--- Begin ---

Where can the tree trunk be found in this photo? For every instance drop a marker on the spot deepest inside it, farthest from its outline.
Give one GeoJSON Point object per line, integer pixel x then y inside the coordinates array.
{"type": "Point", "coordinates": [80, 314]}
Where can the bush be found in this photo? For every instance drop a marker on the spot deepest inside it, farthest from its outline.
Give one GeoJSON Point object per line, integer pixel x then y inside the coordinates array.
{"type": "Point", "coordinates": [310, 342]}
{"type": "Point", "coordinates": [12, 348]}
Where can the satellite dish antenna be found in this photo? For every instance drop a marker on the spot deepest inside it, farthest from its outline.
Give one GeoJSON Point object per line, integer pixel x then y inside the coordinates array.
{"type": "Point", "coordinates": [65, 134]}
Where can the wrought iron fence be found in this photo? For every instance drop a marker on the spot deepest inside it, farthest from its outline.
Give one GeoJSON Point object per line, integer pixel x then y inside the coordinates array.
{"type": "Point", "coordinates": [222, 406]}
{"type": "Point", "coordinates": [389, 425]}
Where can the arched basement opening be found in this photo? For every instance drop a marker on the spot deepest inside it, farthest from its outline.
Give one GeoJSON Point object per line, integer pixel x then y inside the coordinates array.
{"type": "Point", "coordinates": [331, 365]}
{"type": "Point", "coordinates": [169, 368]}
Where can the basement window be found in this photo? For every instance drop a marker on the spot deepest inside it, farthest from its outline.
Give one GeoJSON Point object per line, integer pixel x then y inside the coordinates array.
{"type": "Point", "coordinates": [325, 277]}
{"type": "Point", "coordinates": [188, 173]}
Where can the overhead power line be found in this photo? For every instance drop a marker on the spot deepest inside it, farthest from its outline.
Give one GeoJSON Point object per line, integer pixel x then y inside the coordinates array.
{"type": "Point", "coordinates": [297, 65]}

--- End ---

Requirements: Can you reproduce the rows starting with the line containing "Where can the satellite" and going on through the end of the rows, request lines included, with every point coordinate in the answers shifted by adding 105 to it?

Response for this exercise:
Where can the satellite dish antenna be found in this photo? For every instance drop a marker on the spot deepest inside it, farthest from its outline.
Give one GeoJSON Point object per line, integer pixel x then y inside the coordinates array.
{"type": "Point", "coordinates": [170, 239]}
Where can the wrought iron fence be found in this photo? For every instance drop a marker on the spot deepest inside it, farthest from its outline.
Give one GeoJSON Point object per line, integer pixel x then y inside the coordinates array.
{"type": "Point", "coordinates": [327, 511]}
{"type": "Point", "coordinates": [494, 530]}
Where can the arched basement opening be found in this photo? For every instance drop a marker on the spot deepest inside it, farthest from its outline.
Give one GeoJSON Point object per line, integer pixel x then y inside the coordinates array.
{"type": "Point", "coordinates": [436, 470]}
{"type": "Point", "coordinates": [274, 473]}
Where can the basement window be found in this photo? For every instance drop a marker on the spot deepest inside it, farthest from its outline.
Give one GeoJSON Point object per line, integer pixel x then y inside the coordinates array.
{"type": "Point", "coordinates": [430, 382]}
{"type": "Point", "coordinates": [293, 278]}
Where can the overhead power line be found in this photo? For every instance drop a marker on the spot deepest inside it, farthest from its outline.
Give one GeoJSON Point object per line, integer pixel x then y inside the coordinates array.
{"type": "Point", "coordinates": [402, 170]}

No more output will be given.